EXERCISE INSTRUCTIONS:
Where does the string "twig" appear? Copy every line of the entries below that holds it.

PROVIDED RECORDS:
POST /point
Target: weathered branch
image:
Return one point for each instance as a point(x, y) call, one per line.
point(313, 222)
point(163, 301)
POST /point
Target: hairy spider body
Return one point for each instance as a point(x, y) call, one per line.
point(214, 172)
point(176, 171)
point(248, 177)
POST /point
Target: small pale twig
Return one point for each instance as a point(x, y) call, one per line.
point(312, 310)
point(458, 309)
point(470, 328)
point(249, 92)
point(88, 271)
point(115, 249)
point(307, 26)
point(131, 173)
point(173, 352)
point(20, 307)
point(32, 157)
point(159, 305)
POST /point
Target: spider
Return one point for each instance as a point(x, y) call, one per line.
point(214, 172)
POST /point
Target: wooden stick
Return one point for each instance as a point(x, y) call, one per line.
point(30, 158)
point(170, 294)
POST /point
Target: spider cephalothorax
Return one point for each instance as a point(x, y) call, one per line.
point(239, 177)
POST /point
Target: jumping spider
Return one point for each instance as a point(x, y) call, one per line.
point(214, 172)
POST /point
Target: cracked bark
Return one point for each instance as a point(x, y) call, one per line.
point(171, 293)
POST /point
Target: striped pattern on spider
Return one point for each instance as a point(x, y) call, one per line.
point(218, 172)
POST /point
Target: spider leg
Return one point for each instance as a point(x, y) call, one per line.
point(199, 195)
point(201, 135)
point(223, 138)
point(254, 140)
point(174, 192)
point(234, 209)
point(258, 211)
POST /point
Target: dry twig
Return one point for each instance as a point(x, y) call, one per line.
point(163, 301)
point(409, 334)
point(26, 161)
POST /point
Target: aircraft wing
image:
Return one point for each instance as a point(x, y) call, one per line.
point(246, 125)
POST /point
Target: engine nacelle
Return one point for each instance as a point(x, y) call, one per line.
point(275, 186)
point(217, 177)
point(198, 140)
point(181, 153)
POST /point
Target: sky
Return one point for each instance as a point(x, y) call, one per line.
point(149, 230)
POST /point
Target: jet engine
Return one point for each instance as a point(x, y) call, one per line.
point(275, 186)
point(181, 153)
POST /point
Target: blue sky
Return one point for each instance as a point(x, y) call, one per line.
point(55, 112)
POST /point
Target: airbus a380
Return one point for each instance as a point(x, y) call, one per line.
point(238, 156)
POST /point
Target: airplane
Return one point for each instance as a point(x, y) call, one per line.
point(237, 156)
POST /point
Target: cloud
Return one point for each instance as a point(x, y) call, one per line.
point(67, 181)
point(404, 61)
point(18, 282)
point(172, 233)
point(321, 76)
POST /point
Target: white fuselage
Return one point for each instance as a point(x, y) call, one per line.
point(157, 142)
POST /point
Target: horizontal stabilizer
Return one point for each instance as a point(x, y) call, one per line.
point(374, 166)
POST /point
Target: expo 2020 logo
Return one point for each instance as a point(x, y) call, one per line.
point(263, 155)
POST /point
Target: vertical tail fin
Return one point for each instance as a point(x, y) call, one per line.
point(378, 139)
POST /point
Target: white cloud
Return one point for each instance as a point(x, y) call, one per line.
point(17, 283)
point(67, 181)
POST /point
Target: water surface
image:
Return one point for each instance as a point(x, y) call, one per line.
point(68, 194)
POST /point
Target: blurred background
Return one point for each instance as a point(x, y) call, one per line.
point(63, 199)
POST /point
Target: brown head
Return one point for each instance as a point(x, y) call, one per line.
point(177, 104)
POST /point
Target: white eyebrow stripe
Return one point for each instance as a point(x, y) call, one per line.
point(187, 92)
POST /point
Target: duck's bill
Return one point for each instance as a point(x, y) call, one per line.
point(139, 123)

SOLUTION:
Target: small pale twig
Target: dry twig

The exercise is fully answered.